Things to do >>
**a.** Decide whether each statement below agrees with the post on Walker's school funding cuts. Answer yes or no for each, and quote the words from the post that decide it. (i) The MacIver Institute says class sizes will not be affected. (ii) The analysis of new labor agreements puts the savings at $500 per student. (iii) The Washington Post reported that teachers agreed to the benefits changes only after the law passed.
**b.** Resume the post on Walker's school funding cuts, picking up right after its final sentence about the Washington Post.

---------- Extract to read ----------

Friday, July 15, 2011

The After Affects of Walker's Cuts to Public Schools: The Future Looks Dim for Public Schools

Class sizes will not be affected? That’s what the radical right wing think tank the MacIver Institute is saying. Walker’s dramatic school funding cuts won’t have any impacted at all. In fact, schools will be better off. Smaller class sizes…
An analysis of new labor agreements in Wisconsin’s school districts indicates requiring teachers to make modest contributions to health and pension benefits can cut the cost of education by $500 per student in Wisconsin, saving school districts hundreds of millions of dollars without affecting class size or course offerings.

Tell that to the individuals at our public schools who have to deal reality, not idealized conservative tripe, to make ends meet now and in the future. Yes, the future.




MacIver is basing much of their right wing joy on the Walker cuts to schools and collective bargaining.  But as the Washington Post pointed out, teachers agreed to the benefits changes before the decision on collective bargaining and before the law finally passed.

---------- Dataset excerpts ----------

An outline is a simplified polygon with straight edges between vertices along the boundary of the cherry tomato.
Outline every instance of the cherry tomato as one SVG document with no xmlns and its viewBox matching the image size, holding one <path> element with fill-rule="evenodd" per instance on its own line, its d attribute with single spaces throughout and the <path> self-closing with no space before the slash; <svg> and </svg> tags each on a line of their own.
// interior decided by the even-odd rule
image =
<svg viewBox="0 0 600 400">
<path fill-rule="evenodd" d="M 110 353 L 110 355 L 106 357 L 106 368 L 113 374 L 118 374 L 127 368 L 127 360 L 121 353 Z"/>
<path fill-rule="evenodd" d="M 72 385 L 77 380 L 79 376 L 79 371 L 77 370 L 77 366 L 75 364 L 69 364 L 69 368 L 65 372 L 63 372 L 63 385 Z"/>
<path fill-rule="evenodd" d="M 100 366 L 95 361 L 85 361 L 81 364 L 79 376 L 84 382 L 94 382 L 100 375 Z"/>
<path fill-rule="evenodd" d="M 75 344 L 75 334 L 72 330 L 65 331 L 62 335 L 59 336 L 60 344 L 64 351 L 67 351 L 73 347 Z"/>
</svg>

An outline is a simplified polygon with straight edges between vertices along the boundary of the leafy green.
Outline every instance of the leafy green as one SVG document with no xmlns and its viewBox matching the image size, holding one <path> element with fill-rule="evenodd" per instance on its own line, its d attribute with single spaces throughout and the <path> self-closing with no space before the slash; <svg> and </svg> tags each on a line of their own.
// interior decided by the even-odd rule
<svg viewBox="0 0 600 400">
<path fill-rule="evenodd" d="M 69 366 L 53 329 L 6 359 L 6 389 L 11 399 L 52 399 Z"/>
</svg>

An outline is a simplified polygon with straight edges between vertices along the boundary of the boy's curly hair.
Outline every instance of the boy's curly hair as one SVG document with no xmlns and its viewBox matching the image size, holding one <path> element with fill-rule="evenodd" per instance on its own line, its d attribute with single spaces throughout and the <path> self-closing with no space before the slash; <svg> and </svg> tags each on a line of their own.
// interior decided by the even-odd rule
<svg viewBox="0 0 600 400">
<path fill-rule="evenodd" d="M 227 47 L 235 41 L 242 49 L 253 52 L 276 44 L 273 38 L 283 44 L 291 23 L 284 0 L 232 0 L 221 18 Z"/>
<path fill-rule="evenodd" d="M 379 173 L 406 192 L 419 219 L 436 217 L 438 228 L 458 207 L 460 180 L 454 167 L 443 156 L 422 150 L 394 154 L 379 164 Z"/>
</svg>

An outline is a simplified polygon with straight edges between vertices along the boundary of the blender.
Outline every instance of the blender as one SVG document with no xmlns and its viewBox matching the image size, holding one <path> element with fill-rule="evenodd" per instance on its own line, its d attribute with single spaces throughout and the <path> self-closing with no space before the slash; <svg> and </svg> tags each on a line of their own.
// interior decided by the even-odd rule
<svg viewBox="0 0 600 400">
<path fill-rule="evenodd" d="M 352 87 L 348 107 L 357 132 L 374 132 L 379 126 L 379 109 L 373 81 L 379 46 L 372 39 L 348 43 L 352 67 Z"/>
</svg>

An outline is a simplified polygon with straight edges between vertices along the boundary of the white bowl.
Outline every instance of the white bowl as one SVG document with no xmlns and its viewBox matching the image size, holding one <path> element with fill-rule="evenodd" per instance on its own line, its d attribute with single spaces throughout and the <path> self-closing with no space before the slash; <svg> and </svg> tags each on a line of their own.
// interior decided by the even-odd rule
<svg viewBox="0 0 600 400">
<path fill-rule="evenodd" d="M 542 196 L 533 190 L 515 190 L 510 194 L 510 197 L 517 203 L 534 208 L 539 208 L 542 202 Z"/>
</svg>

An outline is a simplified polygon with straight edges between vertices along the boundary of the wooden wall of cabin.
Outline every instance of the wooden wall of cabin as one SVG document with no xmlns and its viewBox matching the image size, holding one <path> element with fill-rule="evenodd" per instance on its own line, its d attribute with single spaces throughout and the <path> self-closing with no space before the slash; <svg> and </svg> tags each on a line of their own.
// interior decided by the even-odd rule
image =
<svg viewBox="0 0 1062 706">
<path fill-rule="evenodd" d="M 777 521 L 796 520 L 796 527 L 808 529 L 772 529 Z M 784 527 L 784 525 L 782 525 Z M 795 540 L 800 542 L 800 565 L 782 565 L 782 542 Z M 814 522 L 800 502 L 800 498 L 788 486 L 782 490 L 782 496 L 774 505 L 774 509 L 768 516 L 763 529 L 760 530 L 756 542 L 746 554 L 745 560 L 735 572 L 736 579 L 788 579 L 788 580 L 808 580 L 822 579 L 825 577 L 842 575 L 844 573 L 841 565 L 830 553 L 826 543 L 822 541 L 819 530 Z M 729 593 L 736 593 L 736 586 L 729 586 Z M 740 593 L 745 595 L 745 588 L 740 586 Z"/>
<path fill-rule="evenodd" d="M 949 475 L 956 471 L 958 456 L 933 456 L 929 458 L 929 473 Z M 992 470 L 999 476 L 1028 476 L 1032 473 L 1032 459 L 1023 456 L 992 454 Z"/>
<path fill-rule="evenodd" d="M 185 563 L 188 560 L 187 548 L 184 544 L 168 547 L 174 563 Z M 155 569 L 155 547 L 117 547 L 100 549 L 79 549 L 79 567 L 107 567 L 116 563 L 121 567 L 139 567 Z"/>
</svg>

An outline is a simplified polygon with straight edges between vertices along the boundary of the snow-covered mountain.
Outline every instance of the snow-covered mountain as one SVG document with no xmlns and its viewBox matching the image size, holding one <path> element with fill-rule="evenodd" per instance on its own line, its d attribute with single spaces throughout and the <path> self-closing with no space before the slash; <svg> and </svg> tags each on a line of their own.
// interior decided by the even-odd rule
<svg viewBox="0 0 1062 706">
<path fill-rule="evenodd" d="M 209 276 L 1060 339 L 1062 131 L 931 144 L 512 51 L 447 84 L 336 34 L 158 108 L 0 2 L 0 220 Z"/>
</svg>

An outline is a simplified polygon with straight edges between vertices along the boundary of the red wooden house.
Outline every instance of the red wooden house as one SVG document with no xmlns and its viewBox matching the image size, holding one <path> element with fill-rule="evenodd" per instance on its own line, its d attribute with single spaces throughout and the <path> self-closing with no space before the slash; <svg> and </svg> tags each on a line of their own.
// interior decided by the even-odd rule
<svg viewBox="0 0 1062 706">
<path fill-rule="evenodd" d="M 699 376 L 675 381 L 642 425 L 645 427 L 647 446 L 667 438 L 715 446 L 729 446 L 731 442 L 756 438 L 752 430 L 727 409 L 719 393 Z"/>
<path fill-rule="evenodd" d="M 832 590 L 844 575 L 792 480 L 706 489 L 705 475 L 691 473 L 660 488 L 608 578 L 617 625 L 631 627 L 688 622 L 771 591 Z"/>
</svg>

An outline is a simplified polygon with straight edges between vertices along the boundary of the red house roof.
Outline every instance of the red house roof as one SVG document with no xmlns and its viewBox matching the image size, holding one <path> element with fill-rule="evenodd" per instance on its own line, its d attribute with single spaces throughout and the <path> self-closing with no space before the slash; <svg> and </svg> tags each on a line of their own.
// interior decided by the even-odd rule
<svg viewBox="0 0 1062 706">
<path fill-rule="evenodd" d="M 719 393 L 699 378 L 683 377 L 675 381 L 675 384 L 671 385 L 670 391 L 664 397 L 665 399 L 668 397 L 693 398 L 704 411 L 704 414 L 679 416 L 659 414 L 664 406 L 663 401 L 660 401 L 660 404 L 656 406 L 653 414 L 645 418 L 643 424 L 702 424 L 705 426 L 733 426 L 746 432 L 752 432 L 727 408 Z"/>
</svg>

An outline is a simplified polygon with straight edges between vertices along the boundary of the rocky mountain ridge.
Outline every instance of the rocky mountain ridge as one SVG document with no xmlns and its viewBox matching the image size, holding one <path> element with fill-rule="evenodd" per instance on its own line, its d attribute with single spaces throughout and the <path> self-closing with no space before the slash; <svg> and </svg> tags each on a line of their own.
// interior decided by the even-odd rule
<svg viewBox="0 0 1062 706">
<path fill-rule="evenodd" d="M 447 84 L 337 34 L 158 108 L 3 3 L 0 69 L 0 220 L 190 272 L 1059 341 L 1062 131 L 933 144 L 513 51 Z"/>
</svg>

----------

Answers to the exercises >>
**a.**
(i) Yes: "Class sizes will not be affected? That’s what the radical right wing think tank the MacIver Institute is saying."
(ii) Yes: "can cut the cost of education by $500 per student in Wisconsin"
(iii) No: "teachers agreed to the benefits changes before the decision on collective bargaining and before the law finally passed."

**b.**
That's all it would have taken. But in the future, that's where we're going to see even more cuts. Already, the unintended consequenscenses of Walker's cuts are effecting school nurses in Milwaukee:
jsonline: Aurora Health Care is withdrawing school nurses and nurse practitioners from 10 Milwaukee public schools this coming fall, the Journal Sentinel learned Thursday. Aurora's pullback is on top of a loss of state funding for nurses, which forced the School Board last month to dip into the superintendent's contingency fund to restore 15 of 22 nursing positions that were to be cut. Aurora's services have come at no cost to MPS … Children's Hospital of Wisconsin and other community health organizations are negotiating nursing coverage they will provide to MPS this coming year and are considering increasing their commitment.
And what about having experienced principals on hand to run Milwaukee's public schools?

Thirty-nine MPS schools will have new principals for the fall, the result of more retirements than usual in the district this year.